*** Data listing ***

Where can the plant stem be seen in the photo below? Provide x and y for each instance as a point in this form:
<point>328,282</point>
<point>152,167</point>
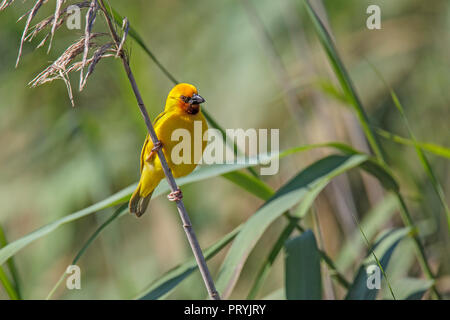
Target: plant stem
<point>170,179</point>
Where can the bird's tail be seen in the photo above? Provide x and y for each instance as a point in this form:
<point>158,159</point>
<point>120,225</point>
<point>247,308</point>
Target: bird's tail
<point>138,204</point>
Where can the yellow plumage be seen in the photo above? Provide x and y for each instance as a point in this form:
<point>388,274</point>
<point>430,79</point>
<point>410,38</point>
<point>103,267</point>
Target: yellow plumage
<point>182,110</point>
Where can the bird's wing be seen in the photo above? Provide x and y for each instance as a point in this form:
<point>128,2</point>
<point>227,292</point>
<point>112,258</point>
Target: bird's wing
<point>148,143</point>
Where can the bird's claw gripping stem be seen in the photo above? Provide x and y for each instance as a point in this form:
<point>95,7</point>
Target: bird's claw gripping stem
<point>175,195</point>
<point>157,146</point>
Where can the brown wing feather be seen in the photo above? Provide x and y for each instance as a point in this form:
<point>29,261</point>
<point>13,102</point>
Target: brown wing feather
<point>148,143</point>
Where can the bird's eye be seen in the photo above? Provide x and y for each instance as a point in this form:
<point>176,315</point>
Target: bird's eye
<point>185,99</point>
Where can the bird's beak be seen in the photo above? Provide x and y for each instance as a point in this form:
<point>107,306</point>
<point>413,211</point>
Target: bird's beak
<point>196,99</point>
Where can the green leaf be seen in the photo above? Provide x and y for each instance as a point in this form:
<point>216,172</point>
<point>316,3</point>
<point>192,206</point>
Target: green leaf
<point>15,246</point>
<point>372,222</point>
<point>250,184</point>
<point>12,289</point>
<point>383,248</point>
<point>430,147</point>
<point>344,79</point>
<point>122,196</point>
<point>410,288</point>
<point>119,212</point>
<point>286,197</point>
<point>172,278</point>
<point>303,280</point>
<point>423,159</point>
<point>276,295</point>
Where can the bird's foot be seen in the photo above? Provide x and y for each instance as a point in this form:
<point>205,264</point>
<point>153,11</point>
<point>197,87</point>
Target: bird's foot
<point>175,195</point>
<point>157,146</point>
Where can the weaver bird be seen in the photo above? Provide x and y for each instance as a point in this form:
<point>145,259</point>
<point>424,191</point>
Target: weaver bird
<point>181,111</point>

***

Description of the task ->
Can you return all of the data above word for word, leaving out the pictures?

Full response ->
Where can the plant stem be seen in the photo below? Provide x and y for each instance as a point in this form:
<point>328,282</point>
<point>152,167</point>
Target: plant stem
<point>170,179</point>
Where can the bird's tail be seen in the photo above? Provide x and y for each instance as a point in this form:
<point>158,159</point>
<point>120,225</point>
<point>247,308</point>
Target: bird's tail
<point>138,204</point>
Where can the yellow plumage be seen in the photo above? Provide x and y for each instance as a point in this form:
<point>388,274</point>
<point>430,79</point>
<point>410,38</point>
<point>103,267</point>
Target: yellow plumage
<point>182,110</point>
Where can the bird's wing be seen in the photo above? Provide x and y for each instance as a point in this form:
<point>128,2</point>
<point>227,292</point>
<point>112,258</point>
Target: bird's wing
<point>148,143</point>
Where can the bird's claw gripping stem be seen in the photo above? Provide x and y for each instance as a point in this form:
<point>95,7</point>
Target: bird's claw gripping stem
<point>175,195</point>
<point>157,146</point>
Where can the brown wing feather be seen in the photo above? Provide x and y for each instance as a point in this form:
<point>29,261</point>
<point>13,102</point>
Target: brown wing feather
<point>148,143</point>
Where can the bird's eye be seen in the photo above? Provide x and y for each instance as a point in this form:
<point>176,315</point>
Target: bird's eye
<point>185,99</point>
Where can the bird's beak be seen in the photo above? Provide x and y for each instance as a point in this form:
<point>107,306</point>
<point>413,211</point>
Target: bird's beak
<point>196,99</point>
Where can the green leaf be seen in the photo above? Provide x and y for each instance as a point in this form:
<point>216,172</point>
<point>316,3</point>
<point>192,206</point>
Target: green leaf
<point>15,246</point>
<point>372,222</point>
<point>250,184</point>
<point>12,289</point>
<point>383,248</point>
<point>430,147</point>
<point>344,79</point>
<point>122,196</point>
<point>410,288</point>
<point>119,212</point>
<point>286,197</point>
<point>172,278</point>
<point>303,280</point>
<point>423,159</point>
<point>276,295</point>
Where can the bird's foot be seen in the photo above? Provide x and y for each instance as a point in this form:
<point>205,264</point>
<point>153,11</point>
<point>197,87</point>
Target: bird's foot
<point>175,195</point>
<point>157,146</point>
Where can the weaver bird be seen in the photo above? Provide x and y for each instance as a point in this form:
<point>145,259</point>
<point>424,191</point>
Target: weaver bird
<point>181,111</point>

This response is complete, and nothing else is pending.